* start QUOTED TEXT *
# Fairway Wood Question



## daclick (Jun 21, 2007)

Hello to all I am new here, my first post - of many I hope.

I shoot at about 90 and am improving steadily. I swing at around 100mph, for driving I was using a Taylormade XR05 with a regular shaft and have now just changed to a stiff shafted Cleveland Launcher which has stopped most wayward hits into the trees.

I tend to get a lot of height on the ball. Due to this I can hit my second hand Callaway War Bird 2 wood (13 deg. loft) around 200 yards off the fairway, I love this club but I can only hit it straight by countering a slice, otherwise it will be way right. I don't really slice any of my other shots.

This club has an Aldila firm flex shaft. 

What can I do with this club? Will changing the shaft help me or should I swap it for something else?

All input welcome.


----------



## cbwheeler (Apr 9, 2007)

Too stiff of a shaft will indeed cause a ball to the right. I just switched from stiff to xstiff and it took me a few days to adjust to the flex difference in the new club. I'm still not fully used to it, but its getting a lot better.

It its an xstiff or if it is any stiffer than the shaft in your launcher, that is probably the source of the issue. Shaft problems are difficult, because its so hard to demo different shafts unless you are a clubmaker and have access to a bunch of different shafts. See if you can find a local guy that will let you swap out a few shafts for a few bucks to find the one you like.


----------



## 300Yards (Jan 23, 2007)

CB is right, a flex that is to stiff will cause the ball to go right..but with that said, I must say, with your swing speed, a firm or even a stiff should be ideal for you.. Any time you have two different flexes in your woods, it will cause problems, because the flexes aren't consistant..try to kep the same flex in your clubs, if you can.
* end QUOTED TEXT *
* start DATA LINES *
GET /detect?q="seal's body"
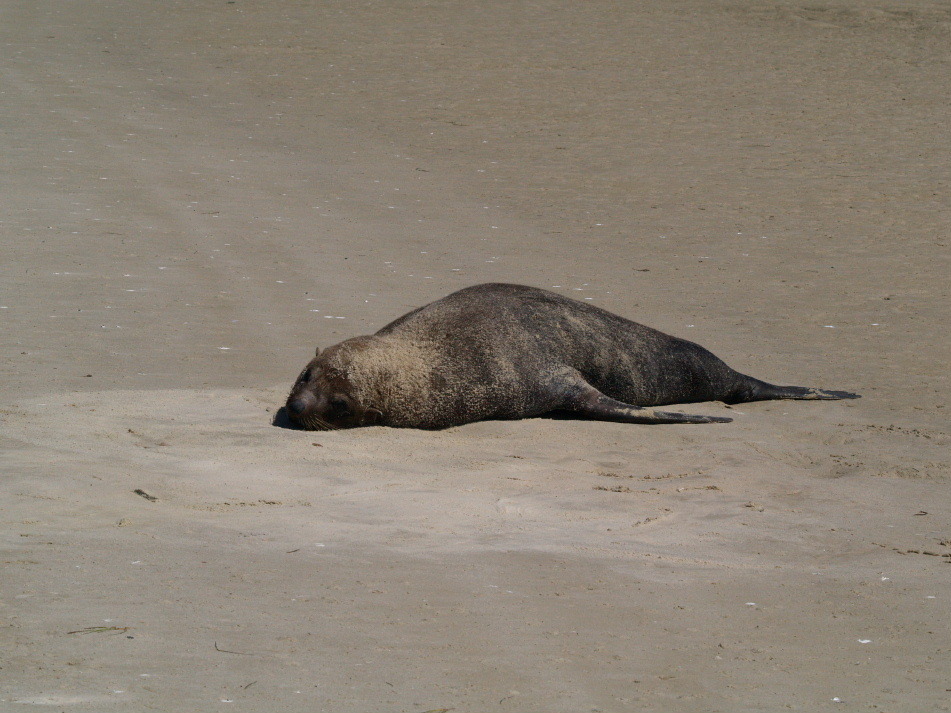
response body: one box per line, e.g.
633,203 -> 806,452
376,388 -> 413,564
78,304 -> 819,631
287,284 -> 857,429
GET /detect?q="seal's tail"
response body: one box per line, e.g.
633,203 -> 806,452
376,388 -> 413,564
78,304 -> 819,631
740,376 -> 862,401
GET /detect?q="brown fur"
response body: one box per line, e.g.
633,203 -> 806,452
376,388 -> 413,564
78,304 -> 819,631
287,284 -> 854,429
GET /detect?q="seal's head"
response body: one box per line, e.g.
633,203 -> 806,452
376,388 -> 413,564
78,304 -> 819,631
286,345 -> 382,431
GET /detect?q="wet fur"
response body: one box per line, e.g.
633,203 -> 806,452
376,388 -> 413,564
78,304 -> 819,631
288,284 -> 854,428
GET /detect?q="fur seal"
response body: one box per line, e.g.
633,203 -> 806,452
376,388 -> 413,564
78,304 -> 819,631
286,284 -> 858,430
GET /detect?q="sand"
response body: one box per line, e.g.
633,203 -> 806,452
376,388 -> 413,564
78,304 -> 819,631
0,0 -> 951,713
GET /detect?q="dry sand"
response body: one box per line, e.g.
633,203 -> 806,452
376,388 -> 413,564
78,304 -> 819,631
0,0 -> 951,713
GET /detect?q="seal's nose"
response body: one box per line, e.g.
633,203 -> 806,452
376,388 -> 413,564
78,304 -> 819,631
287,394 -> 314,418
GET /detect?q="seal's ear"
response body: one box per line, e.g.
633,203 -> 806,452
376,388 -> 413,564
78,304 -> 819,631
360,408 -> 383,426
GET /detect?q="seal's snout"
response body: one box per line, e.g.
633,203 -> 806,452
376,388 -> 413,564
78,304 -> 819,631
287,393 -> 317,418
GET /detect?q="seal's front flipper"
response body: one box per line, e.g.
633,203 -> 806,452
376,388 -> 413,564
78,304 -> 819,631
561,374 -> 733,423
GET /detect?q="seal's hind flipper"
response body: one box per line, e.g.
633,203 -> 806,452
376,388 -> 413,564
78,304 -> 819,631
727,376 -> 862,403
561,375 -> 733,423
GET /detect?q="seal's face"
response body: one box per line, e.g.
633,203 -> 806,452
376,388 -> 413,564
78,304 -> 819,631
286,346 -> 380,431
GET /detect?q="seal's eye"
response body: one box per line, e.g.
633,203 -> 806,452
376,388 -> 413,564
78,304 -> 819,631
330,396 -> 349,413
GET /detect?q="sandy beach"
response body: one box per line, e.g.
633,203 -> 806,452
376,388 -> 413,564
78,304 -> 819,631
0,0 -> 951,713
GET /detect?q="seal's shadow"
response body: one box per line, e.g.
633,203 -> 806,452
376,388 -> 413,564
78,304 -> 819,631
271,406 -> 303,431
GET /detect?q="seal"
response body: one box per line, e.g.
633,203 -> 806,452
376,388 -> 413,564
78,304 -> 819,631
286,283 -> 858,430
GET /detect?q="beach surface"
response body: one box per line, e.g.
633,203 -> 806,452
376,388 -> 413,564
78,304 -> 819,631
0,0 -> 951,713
* end DATA LINES *
WRITTEN REQUEST 1: In the fairway wood thread, what loft does the Callaway War Bird 2 wood have?
WRITTEN REQUEST 2: List every shaft flex named in the fairway wood thread.
WRITTEN REQUEST 3: Carry the fairway wood thread forward from its last post.

EXPECTED ANSWER 1: 13 degrees.

EXPECTED ANSWER 2: regular, stiff, firm, xstiff

EXPECTED ANSWER 3:
Also, since you just changed from a different flex, it may take a while to adjust, so that could be part of your problem.


----------



## daclick (Jun 21, 2007)

I mentioned the change of flex in the drivers to give an idea of my swing.

The Callaway has done this in my hands for a while now, I thought the shaft would be suited to me.

Not sure what to do, I'm thinking the best thing may be to pick up something like a Titleist 904F or 980F on ebay with a decent stiff shaft and try it out.

How much would re-shafting cost (in the UK)?


----------



## 300Yards (Jan 23, 2007)

Do you have a Golf Smith or any golf stores near you, that has a launch monitor? If so, go there and hit some drivers, with various flexes, lofts, and kickpoints, and see if something works for you. It's a bad practice to buy before you try. As far as reshafting..don't know about the UK, but in the U.s, it's around $50 or so..


----------



## daclick (Jun 21, 2007)

I got a price of £59 for reshafting, I don't think its worth it.

I should be able to get something good on ebay with a decent stiff shaft for around £70.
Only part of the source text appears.